• Text excerpt:
============================================================

I decided to round off with the third game in the series now that I was on a roll anyway. Again, it was from Steam and included all DLC. This played like the quite the best game of the three. Yes, it reused a lot of assets and ideas from the second game (which probably also explains the development gap of only two years) but it felt more refined and it also grabbed me a lot better in the beginning, especially because I visited Fog Island first where plain old exploration was in the lead.

The game was more colorful and overgrown than ever. Truly Caribbean “Bounty”-land and lots of weird plants. For some strange reason the guy in my control was now Patty’s brother, without any explanation about what happened to the previous nameless hero with the eye patch. Maybe they simply didn’t want gamers to see that eye patch anymore? Alas, the siblings really left a skewed first impression. Patty now looked like a porn star with tits right in your face. I love tits as much as any man, but her outfit was really ludicrous. Similarly, the new nameless hero had a deep and dry voice that was just contrived.

============================================================

• Supplied data:
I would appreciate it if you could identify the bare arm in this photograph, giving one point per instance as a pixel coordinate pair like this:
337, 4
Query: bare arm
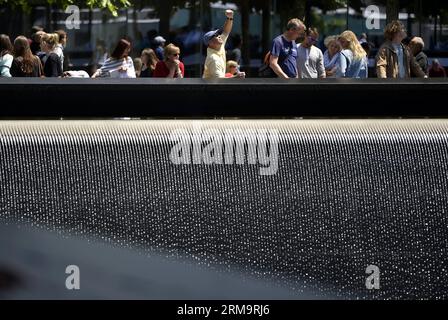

============================================================

• Problem set:
[A] Answer these questions about the review of the third game:
(i) From which store did the game come, and what did it include?
(ii) How long was the development gap after the second game?
(iii) Whose brother was the character under the player's control?
[B] Please pick up the review of the third game after its last sentence and continue it.
The data has no connection to the text.

• Answers by task:
[A]
(i) Steam, with all DLC included.
(ii) Two years.
(iii) Patty's.

[B]
I was already missing “John” and his normal voice. Two games and he was out.

The human models were much better now and added a lot to the overall impression. Eyes now moved properly to the sides, lip sync was slightly better, and although gesticulations were still a bit exaggerated, they seemed more focused now. Dialog was the same old. It still had that feeling of superfluous information that I often had to skip to get to the point, or maybe the interlocutor passed that point long ago and just kept on blathering anyway.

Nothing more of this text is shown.